== MATERIAL PROVIDED

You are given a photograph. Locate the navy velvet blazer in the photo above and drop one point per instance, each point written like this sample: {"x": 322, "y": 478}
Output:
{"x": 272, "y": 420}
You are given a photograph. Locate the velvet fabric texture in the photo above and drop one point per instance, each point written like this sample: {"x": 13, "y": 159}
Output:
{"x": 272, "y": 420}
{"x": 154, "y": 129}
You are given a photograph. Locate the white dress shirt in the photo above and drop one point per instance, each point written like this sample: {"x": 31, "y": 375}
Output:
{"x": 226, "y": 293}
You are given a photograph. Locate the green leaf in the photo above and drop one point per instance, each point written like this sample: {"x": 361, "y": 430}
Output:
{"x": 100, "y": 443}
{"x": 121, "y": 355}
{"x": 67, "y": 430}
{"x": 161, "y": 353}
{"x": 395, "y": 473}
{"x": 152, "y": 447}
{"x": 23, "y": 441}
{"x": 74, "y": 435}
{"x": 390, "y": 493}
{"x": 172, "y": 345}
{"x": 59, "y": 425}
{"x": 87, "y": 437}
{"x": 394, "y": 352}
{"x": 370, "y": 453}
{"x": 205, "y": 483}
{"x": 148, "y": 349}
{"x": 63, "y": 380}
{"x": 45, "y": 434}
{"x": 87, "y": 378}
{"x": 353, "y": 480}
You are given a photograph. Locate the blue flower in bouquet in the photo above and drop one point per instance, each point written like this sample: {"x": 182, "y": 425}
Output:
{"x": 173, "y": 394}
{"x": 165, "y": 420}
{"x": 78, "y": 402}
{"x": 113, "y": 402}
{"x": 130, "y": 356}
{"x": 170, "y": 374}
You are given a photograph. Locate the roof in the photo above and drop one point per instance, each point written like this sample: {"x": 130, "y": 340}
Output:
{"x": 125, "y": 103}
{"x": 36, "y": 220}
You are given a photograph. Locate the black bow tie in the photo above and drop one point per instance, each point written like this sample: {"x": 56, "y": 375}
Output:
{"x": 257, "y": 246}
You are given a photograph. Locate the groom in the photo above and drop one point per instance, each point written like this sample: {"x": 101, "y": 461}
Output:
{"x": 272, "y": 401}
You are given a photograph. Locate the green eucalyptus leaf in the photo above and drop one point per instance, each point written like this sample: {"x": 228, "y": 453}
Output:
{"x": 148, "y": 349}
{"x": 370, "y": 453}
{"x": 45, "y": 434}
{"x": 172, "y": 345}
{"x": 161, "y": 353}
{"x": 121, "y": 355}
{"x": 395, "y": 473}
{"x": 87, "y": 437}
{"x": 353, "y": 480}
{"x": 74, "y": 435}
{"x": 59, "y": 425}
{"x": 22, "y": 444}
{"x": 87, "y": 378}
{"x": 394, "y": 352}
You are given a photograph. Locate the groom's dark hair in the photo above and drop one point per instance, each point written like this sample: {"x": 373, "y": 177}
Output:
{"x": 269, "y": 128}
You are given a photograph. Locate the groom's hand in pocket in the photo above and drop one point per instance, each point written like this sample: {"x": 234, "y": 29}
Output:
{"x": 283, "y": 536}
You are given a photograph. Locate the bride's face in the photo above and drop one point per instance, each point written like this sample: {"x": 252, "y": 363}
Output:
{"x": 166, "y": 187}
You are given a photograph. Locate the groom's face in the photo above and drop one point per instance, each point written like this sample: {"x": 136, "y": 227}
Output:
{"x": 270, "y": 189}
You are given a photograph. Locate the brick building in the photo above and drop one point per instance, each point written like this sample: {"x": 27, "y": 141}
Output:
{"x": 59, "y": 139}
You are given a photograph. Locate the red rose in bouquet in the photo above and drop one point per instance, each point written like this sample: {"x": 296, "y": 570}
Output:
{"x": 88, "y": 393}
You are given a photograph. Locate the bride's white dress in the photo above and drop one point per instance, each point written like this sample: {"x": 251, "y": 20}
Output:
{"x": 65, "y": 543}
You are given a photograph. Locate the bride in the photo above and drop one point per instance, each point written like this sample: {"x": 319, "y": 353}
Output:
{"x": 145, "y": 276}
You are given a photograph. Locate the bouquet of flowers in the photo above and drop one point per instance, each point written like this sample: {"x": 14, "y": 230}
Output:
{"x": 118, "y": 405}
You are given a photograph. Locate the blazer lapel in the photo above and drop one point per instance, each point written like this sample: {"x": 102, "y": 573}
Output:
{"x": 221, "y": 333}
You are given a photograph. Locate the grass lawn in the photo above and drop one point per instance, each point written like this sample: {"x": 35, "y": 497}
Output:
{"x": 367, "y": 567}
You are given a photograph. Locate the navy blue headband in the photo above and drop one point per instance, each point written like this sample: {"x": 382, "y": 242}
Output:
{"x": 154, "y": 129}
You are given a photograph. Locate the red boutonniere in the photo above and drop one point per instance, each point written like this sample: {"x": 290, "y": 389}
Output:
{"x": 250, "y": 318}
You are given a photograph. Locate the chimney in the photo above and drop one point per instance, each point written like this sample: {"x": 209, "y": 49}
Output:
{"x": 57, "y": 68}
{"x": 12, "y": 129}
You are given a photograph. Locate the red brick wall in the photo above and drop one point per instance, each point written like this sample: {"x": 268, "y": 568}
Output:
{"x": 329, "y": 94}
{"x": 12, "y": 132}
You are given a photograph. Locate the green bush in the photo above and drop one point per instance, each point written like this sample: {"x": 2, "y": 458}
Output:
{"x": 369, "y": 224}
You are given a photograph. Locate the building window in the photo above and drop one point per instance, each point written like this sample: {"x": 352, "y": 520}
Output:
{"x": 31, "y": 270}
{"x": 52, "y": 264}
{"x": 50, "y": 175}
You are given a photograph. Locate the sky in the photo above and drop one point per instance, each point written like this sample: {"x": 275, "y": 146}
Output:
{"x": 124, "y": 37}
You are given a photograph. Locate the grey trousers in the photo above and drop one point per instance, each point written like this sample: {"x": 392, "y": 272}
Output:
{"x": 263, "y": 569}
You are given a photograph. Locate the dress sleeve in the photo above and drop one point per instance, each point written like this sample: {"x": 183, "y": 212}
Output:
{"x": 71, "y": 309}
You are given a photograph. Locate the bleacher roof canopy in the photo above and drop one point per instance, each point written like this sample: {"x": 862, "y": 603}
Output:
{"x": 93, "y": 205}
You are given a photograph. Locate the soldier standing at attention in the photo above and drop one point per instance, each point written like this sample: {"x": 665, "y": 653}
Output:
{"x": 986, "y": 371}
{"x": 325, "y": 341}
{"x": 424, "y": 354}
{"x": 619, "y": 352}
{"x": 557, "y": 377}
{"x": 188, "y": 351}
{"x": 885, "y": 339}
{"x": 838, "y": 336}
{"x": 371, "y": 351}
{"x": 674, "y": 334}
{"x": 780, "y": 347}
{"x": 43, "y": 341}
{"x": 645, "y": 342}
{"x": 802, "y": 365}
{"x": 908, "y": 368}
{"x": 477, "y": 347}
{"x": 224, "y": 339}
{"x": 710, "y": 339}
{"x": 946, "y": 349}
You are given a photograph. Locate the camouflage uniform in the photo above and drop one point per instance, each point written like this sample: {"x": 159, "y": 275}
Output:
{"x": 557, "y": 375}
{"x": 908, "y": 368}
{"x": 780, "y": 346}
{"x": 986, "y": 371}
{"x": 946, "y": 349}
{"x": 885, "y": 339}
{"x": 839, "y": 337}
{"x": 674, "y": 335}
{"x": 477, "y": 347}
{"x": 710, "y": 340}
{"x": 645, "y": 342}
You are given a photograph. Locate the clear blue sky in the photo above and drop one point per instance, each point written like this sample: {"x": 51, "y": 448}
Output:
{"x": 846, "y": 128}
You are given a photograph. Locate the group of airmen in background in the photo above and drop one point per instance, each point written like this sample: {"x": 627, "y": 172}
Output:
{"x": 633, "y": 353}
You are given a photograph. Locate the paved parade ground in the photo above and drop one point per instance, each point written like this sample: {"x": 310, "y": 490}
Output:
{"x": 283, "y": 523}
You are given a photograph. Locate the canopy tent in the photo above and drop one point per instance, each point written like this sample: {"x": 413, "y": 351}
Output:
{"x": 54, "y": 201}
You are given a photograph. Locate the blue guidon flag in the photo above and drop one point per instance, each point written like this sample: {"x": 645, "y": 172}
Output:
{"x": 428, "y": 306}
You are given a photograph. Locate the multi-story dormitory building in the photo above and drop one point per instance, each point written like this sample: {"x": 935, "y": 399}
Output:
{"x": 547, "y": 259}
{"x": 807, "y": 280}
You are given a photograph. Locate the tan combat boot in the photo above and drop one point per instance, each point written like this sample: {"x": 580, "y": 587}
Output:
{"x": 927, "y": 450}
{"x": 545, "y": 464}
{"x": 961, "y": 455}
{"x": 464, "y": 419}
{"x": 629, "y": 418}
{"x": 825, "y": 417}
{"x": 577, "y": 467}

====

▶ _WHAT THE TASK REQUIRES_
Copy out, word for word, the rows above, starting at the line that contains "You are given a photograph. Locate the paved" and running through the last of the rows.

▶ _COMPLETED TASK_
You are given a photograph. Locate the paved parade ground in the photo above and drop one point per instance, each point written like this sample: {"x": 310, "y": 490}
Output:
{"x": 283, "y": 523}
You are given a photograph. Locate the canopy tent in the photo above and drop one point per instance, each point written like this sample: {"x": 413, "y": 351}
Output:
{"x": 54, "y": 201}
You are given a photograph. Locate the blue guidon flag in the photo above and drop one point per instance, each point written like this sample: {"x": 645, "y": 172}
Output:
{"x": 428, "y": 306}
You are given a photograph. Locate the multi-story dormitory building in the photo above and drop one point per instance, each point written like this sample: {"x": 935, "y": 399}
Output:
{"x": 547, "y": 259}
{"x": 807, "y": 280}
You are given a photograph. Locate the tan combat boot in the photo above and drop one point per instance, each point written like this sample: {"x": 580, "y": 587}
Output:
{"x": 927, "y": 450}
{"x": 545, "y": 464}
{"x": 961, "y": 455}
{"x": 464, "y": 419}
{"x": 629, "y": 418}
{"x": 825, "y": 417}
{"x": 577, "y": 467}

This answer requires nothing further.